(Items from a labeling collection)
============
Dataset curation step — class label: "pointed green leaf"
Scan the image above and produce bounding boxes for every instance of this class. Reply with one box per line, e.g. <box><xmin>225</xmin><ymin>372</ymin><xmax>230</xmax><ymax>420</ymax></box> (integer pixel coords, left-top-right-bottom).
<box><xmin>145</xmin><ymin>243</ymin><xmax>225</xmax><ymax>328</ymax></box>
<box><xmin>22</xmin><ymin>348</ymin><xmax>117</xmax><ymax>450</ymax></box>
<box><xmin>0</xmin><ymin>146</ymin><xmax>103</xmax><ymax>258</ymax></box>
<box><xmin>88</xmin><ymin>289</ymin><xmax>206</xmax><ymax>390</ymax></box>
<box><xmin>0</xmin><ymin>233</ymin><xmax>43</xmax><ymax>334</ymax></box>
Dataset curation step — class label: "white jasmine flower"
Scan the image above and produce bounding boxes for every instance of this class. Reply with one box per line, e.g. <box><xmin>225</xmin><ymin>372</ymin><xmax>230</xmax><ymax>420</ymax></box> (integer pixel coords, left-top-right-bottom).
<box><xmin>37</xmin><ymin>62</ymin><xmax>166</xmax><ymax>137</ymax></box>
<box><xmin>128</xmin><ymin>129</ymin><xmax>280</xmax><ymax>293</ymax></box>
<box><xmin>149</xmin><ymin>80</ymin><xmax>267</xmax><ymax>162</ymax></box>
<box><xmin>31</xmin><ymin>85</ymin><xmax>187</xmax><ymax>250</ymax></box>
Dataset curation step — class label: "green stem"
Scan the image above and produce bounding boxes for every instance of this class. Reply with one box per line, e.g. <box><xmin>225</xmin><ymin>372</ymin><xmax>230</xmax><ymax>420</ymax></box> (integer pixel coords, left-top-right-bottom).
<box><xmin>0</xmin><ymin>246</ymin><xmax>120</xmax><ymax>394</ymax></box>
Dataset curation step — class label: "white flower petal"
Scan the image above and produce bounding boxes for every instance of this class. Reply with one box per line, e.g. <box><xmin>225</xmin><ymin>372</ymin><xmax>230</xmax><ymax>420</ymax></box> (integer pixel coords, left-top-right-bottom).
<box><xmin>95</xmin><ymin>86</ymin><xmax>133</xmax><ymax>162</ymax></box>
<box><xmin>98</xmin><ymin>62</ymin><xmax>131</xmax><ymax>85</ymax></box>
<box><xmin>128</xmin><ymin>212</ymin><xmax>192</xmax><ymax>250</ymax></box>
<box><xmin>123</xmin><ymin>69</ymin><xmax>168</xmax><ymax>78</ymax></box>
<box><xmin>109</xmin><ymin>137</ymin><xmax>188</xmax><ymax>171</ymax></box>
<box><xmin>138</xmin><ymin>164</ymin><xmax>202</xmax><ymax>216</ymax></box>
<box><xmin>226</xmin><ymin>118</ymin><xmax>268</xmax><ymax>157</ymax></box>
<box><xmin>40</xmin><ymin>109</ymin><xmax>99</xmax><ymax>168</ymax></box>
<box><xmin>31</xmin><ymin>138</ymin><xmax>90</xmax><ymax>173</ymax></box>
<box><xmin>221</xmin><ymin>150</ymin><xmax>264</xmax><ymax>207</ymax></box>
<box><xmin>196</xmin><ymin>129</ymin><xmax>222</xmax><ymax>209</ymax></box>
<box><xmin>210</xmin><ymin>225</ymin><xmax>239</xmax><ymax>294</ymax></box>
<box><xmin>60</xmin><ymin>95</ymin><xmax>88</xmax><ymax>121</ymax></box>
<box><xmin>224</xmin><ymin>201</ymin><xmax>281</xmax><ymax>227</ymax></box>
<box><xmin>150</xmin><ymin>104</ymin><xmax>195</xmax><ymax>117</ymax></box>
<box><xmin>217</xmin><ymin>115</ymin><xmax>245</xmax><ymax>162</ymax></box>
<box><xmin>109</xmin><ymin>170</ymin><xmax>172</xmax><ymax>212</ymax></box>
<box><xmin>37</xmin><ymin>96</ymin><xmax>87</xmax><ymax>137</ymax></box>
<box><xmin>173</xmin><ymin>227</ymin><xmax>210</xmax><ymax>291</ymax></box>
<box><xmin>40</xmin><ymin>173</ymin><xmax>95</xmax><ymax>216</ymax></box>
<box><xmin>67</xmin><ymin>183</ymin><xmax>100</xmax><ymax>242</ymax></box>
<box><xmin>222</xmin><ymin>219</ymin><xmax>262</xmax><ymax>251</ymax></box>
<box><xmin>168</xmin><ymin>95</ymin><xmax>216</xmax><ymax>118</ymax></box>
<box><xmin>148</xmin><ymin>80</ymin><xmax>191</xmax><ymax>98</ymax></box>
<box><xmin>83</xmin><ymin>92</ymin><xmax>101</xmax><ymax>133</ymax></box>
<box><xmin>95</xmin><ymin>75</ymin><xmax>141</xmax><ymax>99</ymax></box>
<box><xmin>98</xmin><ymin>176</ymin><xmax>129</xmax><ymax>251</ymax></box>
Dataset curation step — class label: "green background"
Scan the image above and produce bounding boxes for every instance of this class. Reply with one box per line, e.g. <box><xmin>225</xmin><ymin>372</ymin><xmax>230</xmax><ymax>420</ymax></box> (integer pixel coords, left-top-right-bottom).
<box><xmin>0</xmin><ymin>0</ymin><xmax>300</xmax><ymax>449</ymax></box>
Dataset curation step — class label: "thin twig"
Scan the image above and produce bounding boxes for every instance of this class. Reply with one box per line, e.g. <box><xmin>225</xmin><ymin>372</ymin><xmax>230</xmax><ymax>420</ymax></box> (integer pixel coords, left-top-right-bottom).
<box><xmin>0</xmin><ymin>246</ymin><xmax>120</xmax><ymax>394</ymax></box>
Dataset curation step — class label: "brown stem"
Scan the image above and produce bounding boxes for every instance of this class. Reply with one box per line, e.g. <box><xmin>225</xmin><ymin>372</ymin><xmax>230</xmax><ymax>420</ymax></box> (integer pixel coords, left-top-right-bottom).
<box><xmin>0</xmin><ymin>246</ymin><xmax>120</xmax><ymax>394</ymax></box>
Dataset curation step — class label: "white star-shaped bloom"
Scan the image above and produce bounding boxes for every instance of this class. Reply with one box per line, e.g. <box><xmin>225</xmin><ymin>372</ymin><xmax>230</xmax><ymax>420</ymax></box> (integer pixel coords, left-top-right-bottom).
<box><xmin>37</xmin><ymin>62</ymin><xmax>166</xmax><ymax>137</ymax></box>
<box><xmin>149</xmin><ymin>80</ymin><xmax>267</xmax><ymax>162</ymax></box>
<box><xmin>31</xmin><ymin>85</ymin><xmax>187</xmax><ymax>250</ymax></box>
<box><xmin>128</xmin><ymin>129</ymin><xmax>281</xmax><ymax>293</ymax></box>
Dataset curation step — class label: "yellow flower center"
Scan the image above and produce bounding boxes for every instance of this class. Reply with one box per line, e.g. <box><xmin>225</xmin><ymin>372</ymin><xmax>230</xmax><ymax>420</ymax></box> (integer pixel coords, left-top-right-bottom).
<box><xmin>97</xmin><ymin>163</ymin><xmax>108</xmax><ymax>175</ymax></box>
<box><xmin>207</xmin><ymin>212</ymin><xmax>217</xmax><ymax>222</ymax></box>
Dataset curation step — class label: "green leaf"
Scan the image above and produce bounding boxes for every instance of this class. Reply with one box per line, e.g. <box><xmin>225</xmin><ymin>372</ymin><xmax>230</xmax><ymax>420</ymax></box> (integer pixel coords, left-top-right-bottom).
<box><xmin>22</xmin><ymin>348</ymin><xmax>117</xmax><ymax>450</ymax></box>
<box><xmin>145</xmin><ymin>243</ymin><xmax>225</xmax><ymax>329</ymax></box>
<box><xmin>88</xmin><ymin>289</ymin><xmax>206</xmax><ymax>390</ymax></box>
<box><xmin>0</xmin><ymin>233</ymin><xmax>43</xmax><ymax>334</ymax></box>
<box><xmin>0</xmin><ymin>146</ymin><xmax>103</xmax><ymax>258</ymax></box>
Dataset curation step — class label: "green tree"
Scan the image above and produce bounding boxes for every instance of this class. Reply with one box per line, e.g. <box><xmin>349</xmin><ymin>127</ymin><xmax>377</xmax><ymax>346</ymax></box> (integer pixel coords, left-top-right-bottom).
============
▶ _What is asked_
Please gather every line of the data above that contains the word "leaf", copying each one in full.

▶ _Exercise solution_
Dataset curation step — class label: "pointed green leaf"
Dataset curation step — class label: "green leaf"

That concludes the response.